▶ **Aim of the task**
Which countries are named in the article on U.S. military aid to Colombia?

Document text below:

The U.S. Needs to Enforce Its Own Laws on Foreign Military Aid to Colombia

Colombia’s ongoing national strike has shown no sign of slowing down. This mass movement, which began on April 28 in direct response to unpopular right-wing president Iván Duque’s “Sustainable Solidarity Bill”, has since expanded to address the many consequences resulting from decades of corrupt U.S.-backed governments. Duque’s neoliberal austerity measure would have disproportionately affected working and middle-class families by raising taxes on food and incomes to fund the country’s COVID-19 response. While the tax bill was withdrawn on May 2 after five days of massive popular protest, the strike’s leadership—composed of Colombian labor unions, students, and Afro-Colombian and rural indigenous collectives, among others—were not satisfied with this initial victory. The country’s contracting economy, disastrous COVID-19 response, and booming social and wealth inequality has inspired additional demands, including free education, a fully functioning health system with broad access to COVID-19 vaccines, and an equitable governmental response to inflated prices of basic goods and chronic unemployment.

 In addition, activists demand the right to protest and organize without being disappeared or killed by Colombian security forces. Central to this demand is broad popular support for the dismantling of the Mobile Anti-Disturbances Squadron, or ESMAD, a “riot control” national police unit commanded by the Colombian military. The unit is responsible for 34 recorded murders between its inception in 1999 and September 2020, including the massacre of between 8 and 16 people in Tumaco on October 5, 2017. More recently, on September 9, 2020, Colombia’s national Human Rights Day, ESMAD was recorded killing lawyer and taxi driver Javier Ordoñez, resulting in days of country-wide protests met with violent suppression by ESMAD and the Colombian National Police; approximately 11 more were killed, and 400 injured. According to Indepaz, a Colombian human rights institute, these reactionary militarized police units were responsible for the majority of 70 recorded civilian deaths—many of whom were minors—between April 28 and June 12. 

 The United States exported ESMAD’s policing model to Colombia as part of “Plan Colombia”, the multi-billion dollar military assistance program anchoring the U.S. “War on Drugs” campaign in Latin America. The militarization of the drug war gained popularity, in large part, due to Senator Joe Biden’s enthusiastic endorsement: In 1996, Biden went on national television to remind the American people that “I’m the guy that suggested in the first national drug strategy that we get the military involved.” Biden pushed for Plan Colombia, the international expansion of the drug war, two months before it was first implemented by President Bill Clinton in July 2000. However, the “War on Drugs” label was used as cover to downplay U.S. interventionism and escalate Colombia’s counterinsurgency campaign against revolutionary left-wing guerillas, following more overt Cold War military assistance provided to U.S.-backed governments committing atrocities in Guatemala and El Salvador. This flood of cash into the Colombian military was supplemented by billions of additional dollars in “black budget” funding from the CIA used to torture and kill Colombian dissidents.

End of Document text.
Supplied information below:

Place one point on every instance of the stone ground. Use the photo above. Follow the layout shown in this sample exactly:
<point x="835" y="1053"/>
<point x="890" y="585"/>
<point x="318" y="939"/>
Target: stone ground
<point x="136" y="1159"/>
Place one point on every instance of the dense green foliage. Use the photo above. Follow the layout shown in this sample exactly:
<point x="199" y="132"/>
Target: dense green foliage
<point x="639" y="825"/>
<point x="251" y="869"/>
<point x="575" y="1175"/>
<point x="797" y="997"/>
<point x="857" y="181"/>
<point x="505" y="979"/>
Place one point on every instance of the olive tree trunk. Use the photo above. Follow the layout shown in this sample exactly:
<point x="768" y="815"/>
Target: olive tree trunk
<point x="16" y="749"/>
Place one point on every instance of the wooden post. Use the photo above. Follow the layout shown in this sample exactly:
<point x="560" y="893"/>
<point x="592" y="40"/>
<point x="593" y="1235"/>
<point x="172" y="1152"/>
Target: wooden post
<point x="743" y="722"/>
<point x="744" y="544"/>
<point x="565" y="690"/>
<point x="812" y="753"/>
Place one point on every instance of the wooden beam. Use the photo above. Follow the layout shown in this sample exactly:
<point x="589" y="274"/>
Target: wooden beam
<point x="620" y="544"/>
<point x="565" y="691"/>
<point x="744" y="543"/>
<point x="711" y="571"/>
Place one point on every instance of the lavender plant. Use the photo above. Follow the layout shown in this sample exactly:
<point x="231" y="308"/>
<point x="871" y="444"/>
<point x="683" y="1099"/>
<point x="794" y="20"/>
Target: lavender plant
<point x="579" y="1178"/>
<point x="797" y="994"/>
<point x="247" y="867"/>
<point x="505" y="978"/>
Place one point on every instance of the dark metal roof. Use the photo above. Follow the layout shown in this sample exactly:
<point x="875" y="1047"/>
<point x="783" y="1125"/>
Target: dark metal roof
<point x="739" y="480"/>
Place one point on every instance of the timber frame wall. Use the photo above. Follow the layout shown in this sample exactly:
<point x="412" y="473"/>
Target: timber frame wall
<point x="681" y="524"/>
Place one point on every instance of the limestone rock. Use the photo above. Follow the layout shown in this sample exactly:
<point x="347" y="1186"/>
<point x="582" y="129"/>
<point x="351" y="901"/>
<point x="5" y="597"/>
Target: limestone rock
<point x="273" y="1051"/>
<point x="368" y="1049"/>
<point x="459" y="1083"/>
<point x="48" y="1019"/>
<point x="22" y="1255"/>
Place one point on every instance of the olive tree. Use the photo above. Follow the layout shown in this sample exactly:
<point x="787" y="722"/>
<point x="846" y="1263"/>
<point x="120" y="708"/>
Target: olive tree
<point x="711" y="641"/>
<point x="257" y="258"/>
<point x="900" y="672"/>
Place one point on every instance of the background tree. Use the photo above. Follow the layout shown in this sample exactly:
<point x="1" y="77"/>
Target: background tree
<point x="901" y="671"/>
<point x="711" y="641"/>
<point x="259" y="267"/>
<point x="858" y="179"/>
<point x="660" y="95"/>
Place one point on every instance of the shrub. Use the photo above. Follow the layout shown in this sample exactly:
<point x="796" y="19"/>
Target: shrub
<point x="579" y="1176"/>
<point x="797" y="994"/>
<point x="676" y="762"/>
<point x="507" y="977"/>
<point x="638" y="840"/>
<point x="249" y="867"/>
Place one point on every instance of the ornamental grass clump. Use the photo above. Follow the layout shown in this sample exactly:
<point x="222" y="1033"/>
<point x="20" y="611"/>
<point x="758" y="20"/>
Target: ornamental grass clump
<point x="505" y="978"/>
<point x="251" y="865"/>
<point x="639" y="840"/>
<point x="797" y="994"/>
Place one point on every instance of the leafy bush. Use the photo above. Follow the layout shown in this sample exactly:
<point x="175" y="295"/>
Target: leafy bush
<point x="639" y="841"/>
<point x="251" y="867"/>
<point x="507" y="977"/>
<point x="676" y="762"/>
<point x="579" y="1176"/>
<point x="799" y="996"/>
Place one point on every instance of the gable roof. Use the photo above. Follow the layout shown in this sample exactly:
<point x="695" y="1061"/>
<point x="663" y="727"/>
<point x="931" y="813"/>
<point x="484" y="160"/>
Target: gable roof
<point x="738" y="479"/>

End of Supplied information.
Supplied information below:

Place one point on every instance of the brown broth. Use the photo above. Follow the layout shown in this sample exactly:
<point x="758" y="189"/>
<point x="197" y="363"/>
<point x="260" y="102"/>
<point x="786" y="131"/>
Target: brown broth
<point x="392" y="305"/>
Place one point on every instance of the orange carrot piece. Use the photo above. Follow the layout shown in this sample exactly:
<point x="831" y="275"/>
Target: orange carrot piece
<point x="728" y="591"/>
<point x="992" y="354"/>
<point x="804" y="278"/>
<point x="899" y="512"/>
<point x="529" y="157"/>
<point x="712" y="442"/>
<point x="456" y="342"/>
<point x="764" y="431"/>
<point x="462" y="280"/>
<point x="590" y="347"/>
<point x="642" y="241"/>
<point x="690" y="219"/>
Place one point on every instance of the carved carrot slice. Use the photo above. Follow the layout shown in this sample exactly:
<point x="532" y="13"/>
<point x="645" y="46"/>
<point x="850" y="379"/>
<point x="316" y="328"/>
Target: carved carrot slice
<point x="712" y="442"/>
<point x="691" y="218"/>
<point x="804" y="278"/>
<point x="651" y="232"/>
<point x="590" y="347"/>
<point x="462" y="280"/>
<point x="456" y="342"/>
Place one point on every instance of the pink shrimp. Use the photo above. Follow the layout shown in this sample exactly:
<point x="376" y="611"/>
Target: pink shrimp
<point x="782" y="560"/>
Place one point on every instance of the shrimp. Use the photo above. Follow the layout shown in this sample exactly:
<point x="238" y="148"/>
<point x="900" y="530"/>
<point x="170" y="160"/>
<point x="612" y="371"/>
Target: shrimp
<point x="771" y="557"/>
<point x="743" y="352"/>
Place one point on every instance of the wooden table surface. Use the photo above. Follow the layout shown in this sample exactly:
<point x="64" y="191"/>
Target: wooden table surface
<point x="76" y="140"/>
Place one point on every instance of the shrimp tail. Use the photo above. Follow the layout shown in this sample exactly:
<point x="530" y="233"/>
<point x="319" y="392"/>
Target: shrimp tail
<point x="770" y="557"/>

End of Supplied information.

▶ **Response to the exercise**
Colombia, the United States, Guatemala, El Salvador